***** MATERIAL FOR THE TASK *****
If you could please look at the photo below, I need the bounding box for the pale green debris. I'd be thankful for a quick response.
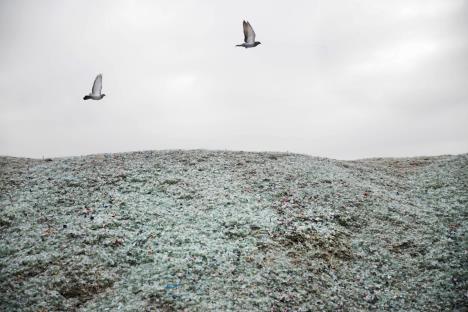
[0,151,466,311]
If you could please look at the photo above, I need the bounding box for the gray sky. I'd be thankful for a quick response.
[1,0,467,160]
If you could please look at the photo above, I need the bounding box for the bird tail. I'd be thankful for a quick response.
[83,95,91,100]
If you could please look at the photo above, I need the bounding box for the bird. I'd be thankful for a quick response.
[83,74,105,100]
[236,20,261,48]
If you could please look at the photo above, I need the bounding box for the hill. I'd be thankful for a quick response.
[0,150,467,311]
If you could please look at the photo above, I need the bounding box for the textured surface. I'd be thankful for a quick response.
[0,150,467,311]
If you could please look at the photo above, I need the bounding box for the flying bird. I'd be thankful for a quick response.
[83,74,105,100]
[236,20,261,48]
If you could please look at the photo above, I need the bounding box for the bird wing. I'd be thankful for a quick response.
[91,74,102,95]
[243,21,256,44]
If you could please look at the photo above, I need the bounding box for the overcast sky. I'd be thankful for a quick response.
*****
***** MATERIAL FOR THE TASK *****
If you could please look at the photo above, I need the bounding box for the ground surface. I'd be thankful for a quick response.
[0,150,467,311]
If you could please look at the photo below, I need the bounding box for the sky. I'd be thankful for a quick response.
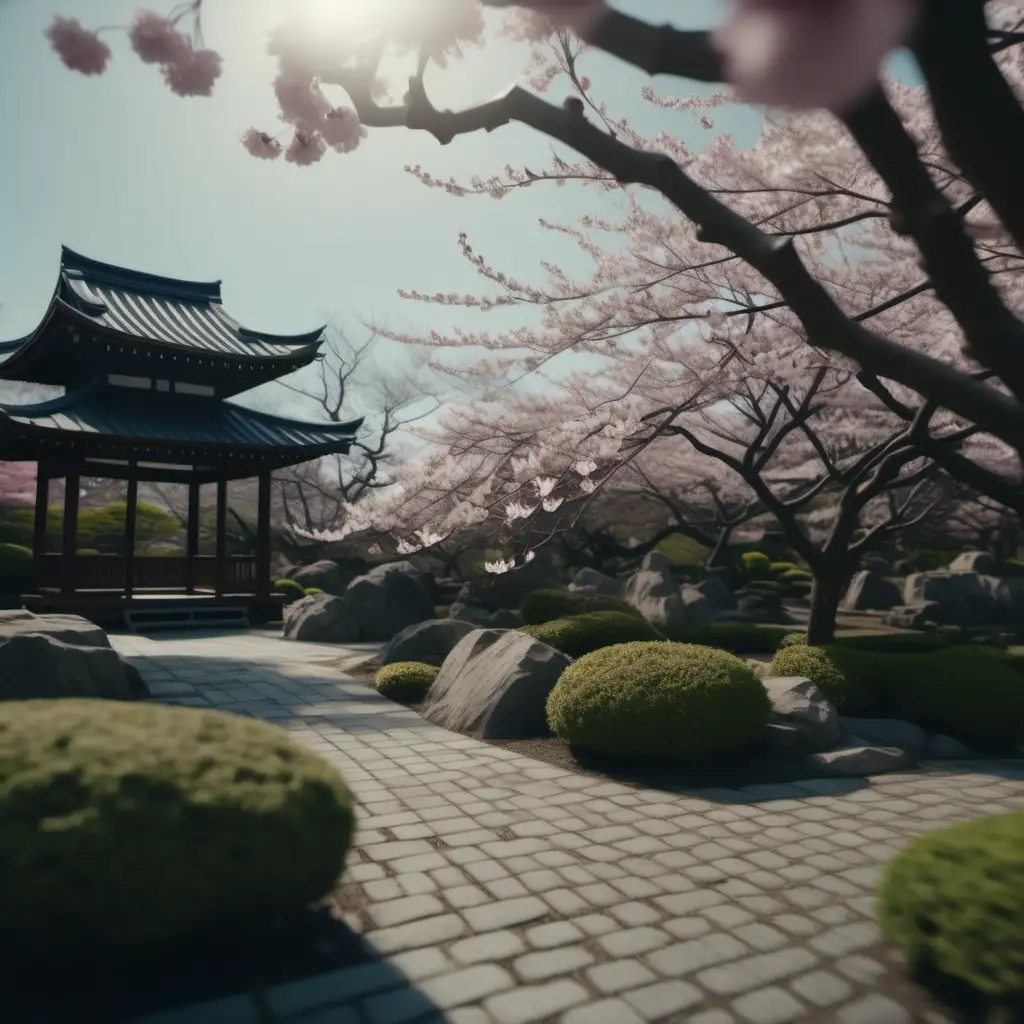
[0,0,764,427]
*****
■ **WHAT YOU ARE ASKED TO DO**
Above are the records. Print exactly, and only, the lines from the line with "for the textured" to the line with "for the overcast", both inclusive.

■ **REPLY TO THE TASK**
If you could please look at the photo above, I need the bounding box for the textured surface. I'd be thankful for a quick response.
[0,150,467,311]
If you could please look at the photo above, I need the bounding box for the flying bird. I'd be thankful for a quick response.
[83,74,105,100]
[236,20,261,48]
If you could please look at the photo above, I need the bounding box for the bird wing. I'd be thankful for a quick response.
[91,74,102,95]
[243,21,256,44]
If you could please look at the photo above, I need the bounding box for the overcast sky. I'd be thankful for a quick response.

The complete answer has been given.